#### [INSTRUCTION]
Repeat the records between the lines holding "of the tulip" and "[1311, 756]", inclusive, renaming "tulip petal" to "flower petal" and leaving everything else unchanged.

#### [RECORDS TO PROCESS]

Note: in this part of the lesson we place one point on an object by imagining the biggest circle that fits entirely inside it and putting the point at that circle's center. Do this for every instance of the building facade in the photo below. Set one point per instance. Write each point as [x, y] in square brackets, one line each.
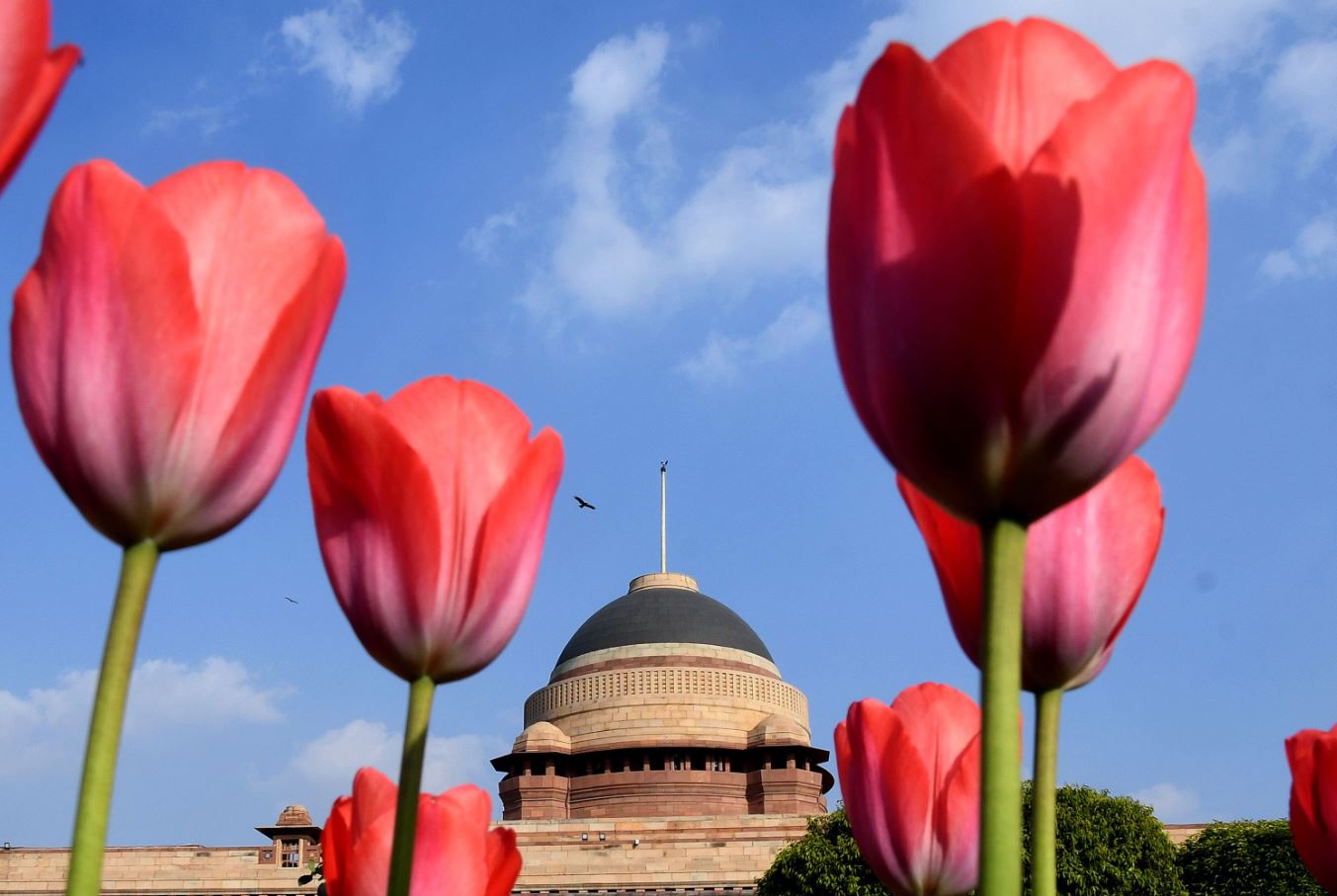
[665, 755]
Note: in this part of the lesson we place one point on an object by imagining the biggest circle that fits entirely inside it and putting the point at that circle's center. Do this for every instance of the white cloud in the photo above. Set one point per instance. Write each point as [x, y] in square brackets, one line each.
[483, 239]
[723, 359]
[1311, 254]
[204, 120]
[1303, 90]
[333, 759]
[357, 52]
[618, 76]
[45, 728]
[624, 245]
[1171, 802]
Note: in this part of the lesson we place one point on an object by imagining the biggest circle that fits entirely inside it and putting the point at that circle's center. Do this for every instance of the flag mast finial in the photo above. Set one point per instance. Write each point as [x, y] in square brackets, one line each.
[663, 517]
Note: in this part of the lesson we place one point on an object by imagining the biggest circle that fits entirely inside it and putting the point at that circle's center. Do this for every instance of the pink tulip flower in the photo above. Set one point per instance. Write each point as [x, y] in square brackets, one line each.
[165, 339]
[1016, 263]
[431, 511]
[1313, 801]
[1086, 564]
[31, 78]
[454, 855]
[911, 777]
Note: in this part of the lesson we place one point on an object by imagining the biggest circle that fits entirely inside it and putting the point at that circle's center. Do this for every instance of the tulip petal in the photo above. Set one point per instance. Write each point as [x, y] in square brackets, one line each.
[450, 856]
[923, 260]
[336, 839]
[1086, 566]
[375, 796]
[506, 556]
[30, 78]
[958, 821]
[946, 722]
[886, 793]
[254, 241]
[954, 544]
[1019, 80]
[1118, 312]
[378, 528]
[246, 456]
[469, 436]
[503, 861]
[106, 348]
[367, 851]
[1311, 756]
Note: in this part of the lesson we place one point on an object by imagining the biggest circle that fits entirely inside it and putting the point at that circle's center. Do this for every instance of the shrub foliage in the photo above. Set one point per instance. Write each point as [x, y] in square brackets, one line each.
[1105, 846]
[1245, 858]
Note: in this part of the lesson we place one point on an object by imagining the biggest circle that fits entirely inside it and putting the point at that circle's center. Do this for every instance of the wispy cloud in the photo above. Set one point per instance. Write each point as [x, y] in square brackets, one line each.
[356, 51]
[1171, 802]
[624, 244]
[202, 120]
[1303, 90]
[1313, 253]
[481, 241]
[723, 359]
[41, 729]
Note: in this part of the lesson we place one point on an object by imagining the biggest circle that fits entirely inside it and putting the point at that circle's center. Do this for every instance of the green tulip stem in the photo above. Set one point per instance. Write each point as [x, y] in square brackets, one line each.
[1000, 741]
[1044, 827]
[411, 782]
[109, 715]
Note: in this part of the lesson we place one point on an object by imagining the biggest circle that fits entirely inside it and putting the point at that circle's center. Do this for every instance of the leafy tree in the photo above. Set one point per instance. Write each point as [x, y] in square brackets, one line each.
[1105, 846]
[825, 862]
[1245, 858]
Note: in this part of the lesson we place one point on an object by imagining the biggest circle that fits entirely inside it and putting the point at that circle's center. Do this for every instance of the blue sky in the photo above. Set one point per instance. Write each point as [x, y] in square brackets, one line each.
[616, 212]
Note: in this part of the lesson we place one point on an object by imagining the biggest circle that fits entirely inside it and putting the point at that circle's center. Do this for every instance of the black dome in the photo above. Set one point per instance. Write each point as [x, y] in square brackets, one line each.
[655, 615]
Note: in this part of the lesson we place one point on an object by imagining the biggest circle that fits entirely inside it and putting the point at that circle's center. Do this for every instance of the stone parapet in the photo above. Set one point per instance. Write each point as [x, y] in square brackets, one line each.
[698, 855]
[208, 870]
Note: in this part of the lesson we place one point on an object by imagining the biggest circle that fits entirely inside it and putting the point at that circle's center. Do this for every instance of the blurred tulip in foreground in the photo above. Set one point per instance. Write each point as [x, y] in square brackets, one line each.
[1313, 801]
[911, 777]
[431, 511]
[1086, 564]
[455, 854]
[1016, 263]
[165, 339]
[31, 78]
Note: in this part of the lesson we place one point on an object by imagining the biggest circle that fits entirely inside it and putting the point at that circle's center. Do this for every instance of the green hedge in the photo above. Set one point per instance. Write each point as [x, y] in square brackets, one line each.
[1105, 846]
[1245, 858]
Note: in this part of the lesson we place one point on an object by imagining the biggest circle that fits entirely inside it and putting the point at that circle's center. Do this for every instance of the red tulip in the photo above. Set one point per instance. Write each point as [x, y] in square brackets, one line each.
[31, 78]
[454, 855]
[1086, 564]
[163, 343]
[431, 511]
[1016, 263]
[911, 777]
[1313, 801]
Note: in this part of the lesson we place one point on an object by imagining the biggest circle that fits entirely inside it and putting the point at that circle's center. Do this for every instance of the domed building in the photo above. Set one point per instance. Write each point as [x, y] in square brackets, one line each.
[665, 702]
[665, 755]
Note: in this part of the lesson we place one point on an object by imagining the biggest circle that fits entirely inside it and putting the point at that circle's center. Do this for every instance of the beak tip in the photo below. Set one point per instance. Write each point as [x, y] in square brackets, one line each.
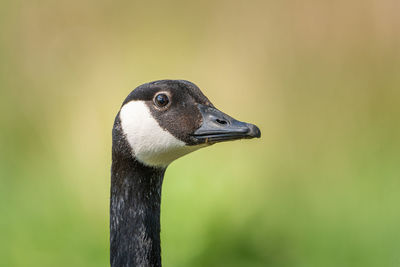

#### [ANSWER BELOW]
Note: in this part of the lesson we place one point on an object by imagining the biggest circle that fits entirely inside it and putting the point at that circle's center. Do this for every instance of the flower petal in the photo above. Set one point per instance. Write each point as [x, y] in square brackets, one line each.
[450, 856]
[923, 260]
[336, 839]
[1086, 566]
[375, 796]
[506, 556]
[30, 78]
[958, 821]
[946, 722]
[886, 793]
[254, 241]
[954, 544]
[1019, 80]
[1118, 312]
[378, 528]
[246, 456]
[469, 436]
[503, 861]
[106, 348]
[367, 851]
[1311, 756]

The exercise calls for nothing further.